## [REQUIRED TASK]
Return each entry exactly, omitting nothing.

++++ RECORDS ++++

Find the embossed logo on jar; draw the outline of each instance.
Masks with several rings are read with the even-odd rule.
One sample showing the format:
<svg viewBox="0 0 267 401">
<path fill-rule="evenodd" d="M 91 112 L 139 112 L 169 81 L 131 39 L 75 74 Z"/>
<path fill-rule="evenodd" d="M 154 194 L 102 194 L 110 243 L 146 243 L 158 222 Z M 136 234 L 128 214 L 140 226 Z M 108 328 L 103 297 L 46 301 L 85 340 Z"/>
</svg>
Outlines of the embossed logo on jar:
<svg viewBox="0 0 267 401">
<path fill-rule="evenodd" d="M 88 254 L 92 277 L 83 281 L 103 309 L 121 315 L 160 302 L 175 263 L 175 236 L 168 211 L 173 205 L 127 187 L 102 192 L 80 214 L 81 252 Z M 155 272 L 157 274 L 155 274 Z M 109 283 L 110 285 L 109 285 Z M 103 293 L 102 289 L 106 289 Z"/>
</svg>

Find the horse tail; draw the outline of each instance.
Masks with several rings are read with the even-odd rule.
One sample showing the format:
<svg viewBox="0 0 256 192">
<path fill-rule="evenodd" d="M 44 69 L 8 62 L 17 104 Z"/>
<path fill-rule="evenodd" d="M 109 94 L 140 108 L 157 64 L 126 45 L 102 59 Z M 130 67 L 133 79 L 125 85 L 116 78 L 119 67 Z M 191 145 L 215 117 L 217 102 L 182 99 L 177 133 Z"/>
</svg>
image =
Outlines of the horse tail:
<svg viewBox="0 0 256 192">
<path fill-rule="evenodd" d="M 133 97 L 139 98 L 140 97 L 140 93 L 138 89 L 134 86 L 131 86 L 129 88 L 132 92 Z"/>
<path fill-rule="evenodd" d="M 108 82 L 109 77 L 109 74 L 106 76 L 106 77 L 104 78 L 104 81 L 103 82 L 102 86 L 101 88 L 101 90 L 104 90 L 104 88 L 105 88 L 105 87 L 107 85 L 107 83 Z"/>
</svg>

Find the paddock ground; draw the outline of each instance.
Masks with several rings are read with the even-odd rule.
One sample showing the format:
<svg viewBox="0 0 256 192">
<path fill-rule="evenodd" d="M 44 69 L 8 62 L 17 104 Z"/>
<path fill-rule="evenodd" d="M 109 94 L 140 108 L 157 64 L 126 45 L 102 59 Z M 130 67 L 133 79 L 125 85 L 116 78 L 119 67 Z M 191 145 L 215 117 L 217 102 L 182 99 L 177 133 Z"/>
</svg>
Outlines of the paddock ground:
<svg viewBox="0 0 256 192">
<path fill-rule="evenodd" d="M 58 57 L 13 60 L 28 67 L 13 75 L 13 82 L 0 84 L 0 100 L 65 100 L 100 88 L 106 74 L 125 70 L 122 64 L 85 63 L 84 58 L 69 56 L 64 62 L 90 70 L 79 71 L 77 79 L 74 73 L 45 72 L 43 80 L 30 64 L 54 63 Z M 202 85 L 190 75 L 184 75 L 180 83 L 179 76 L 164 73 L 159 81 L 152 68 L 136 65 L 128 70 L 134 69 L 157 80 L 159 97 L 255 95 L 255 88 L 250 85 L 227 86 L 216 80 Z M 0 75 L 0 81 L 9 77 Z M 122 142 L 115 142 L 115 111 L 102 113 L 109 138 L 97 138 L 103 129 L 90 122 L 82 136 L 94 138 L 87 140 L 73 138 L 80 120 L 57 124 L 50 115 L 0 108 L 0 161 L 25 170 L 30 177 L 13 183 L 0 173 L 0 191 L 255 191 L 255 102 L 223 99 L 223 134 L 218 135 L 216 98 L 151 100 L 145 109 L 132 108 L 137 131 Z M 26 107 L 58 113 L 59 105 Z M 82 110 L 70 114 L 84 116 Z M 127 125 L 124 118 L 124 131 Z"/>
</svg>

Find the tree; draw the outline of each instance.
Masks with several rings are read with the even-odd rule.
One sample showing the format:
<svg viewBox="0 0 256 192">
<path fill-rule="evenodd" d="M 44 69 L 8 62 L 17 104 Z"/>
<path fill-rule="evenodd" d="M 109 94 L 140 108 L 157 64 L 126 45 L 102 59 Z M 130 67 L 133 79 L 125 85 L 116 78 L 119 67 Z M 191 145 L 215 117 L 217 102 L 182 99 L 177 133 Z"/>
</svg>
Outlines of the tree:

++++

## [EXERCISE ANSWER]
Find the embossed logo on jar; draw the outline of each instance.
Masks with several rings are read with the even-odd rule.
One sample showing the format:
<svg viewBox="0 0 267 401">
<path fill-rule="evenodd" d="M 91 112 L 139 112 L 169 81 L 131 39 L 75 74 Z"/>
<path fill-rule="evenodd" d="M 154 194 L 102 194 L 110 243 L 146 243 L 158 222 Z M 136 234 L 128 214 L 140 226 Z M 108 328 L 103 297 L 46 301 L 85 340 Z"/>
</svg>
Outlines of the embossed logo on jar:
<svg viewBox="0 0 267 401">
<path fill-rule="evenodd" d="M 88 254 L 92 277 L 83 281 L 103 309 L 121 315 L 160 302 L 175 263 L 175 236 L 168 211 L 173 205 L 127 187 L 102 192 L 80 214 L 81 252 Z M 155 272 L 157 274 L 155 274 Z M 109 283 L 110 285 L 109 285 Z M 103 293 L 102 289 L 106 289 Z"/>
</svg>

Find the horse tail; draw the outline of each instance.
Masks with several rings are read with the even-odd rule.
One sample showing the format:
<svg viewBox="0 0 256 192">
<path fill-rule="evenodd" d="M 44 69 L 8 62 L 17 104 Z"/>
<path fill-rule="evenodd" d="M 109 94 L 140 108 L 157 64 L 126 45 L 102 59 Z M 130 67 L 133 79 L 125 85 L 116 78 L 119 67 Z M 191 145 L 215 117 L 217 102 L 182 99 L 177 133 Z"/>
</svg>
image =
Outlines of the horse tail:
<svg viewBox="0 0 256 192">
<path fill-rule="evenodd" d="M 133 97 L 139 98 L 140 97 L 140 93 L 138 89 L 134 86 L 131 86 L 129 88 L 132 92 Z"/>
<path fill-rule="evenodd" d="M 108 82 L 109 77 L 109 74 L 106 76 L 106 77 L 104 78 L 104 81 L 103 82 L 102 86 L 101 88 L 101 90 L 104 90 L 104 88 L 105 88 L 105 87 L 107 85 L 107 83 Z"/>
</svg>

Find the paddock ground; draw the outline of each instance.
Masks with several rings are read with the even-odd rule.
One sample showing the format:
<svg viewBox="0 0 256 192">
<path fill-rule="evenodd" d="M 44 69 L 8 62 L 17 104 Z"/>
<path fill-rule="evenodd" d="M 109 94 L 140 108 L 157 64 L 126 45 L 102 59 Z M 130 67 L 133 79 L 125 85 L 116 78 L 119 67 Z M 191 145 L 215 117 L 217 102 L 182 99 L 177 133 Z"/>
</svg>
Outlines of the paddock ground:
<svg viewBox="0 0 256 192">
<path fill-rule="evenodd" d="M 58 57 L 13 60 L 28 67 L 13 75 L 13 82 L 0 84 L 0 100 L 65 100 L 100 88 L 106 74 L 125 70 L 122 64 L 85 63 L 84 58 L 69 56 L 64 62 L 90 70 L 79 71 L 77 79 L 74 73 L 45 72 L 43 80 L 30 64 L 54 63 Z M 202 85 L 190 75 L 184 75 L 180 83 L 179 76 L 164 73 L 159 81 L 152 68 L 136 65 L 128 70 L 134 69 L 157 80 L 159 97 L 255 95 L 255 88 L 250 85 L 227 86 L 216 80 Z M 0 75 L 0 81 L 9 77 Z M 122 142 L 115 142 L 115 111 L 102 113 L 109 138 L 97 138 L 103 129 L 90 122 L 82 136 L 94 138 L 87 140 L 73 138 L 80 120 L 57 124 L 50 115 L 0 108 L 0 161 L 25 170 L 30 177 L 13 183 L 0 173 L 0 191 L 255 191 L 255 102 L 223 99 L 223 134 L 218 135 L 216 98 L 151 100 L 145 109 L 132 108 L 137 131 Z M 26 107 L 58 113 L 59 105 Z M 82 110 L 70 114 L 84 116 Z M 127 125 L 124 118 L 124 131 Z"/>
</svg>

Find the tree; draw the outline of each instance.
Masks with several rings are read with the even-odd rule.
One sample showing the format:
<svg viewBox="0 0 256 192">
<path fill-rule="evenodd" d="M 44 69 L 8 62 L 17 104 Z"/>
<path fill-rule="evenodd" d="M 109 94 L 140 108 L 157 64 L 126 45 L 102 59 Z M 130 67 L 133 79 L 125 85 L 116 78 L 119 67 Z M 191 145 L 215 117 L 217 102 L 182 99 L 177 133 Z"/>
</svg>
Outlines of the tree:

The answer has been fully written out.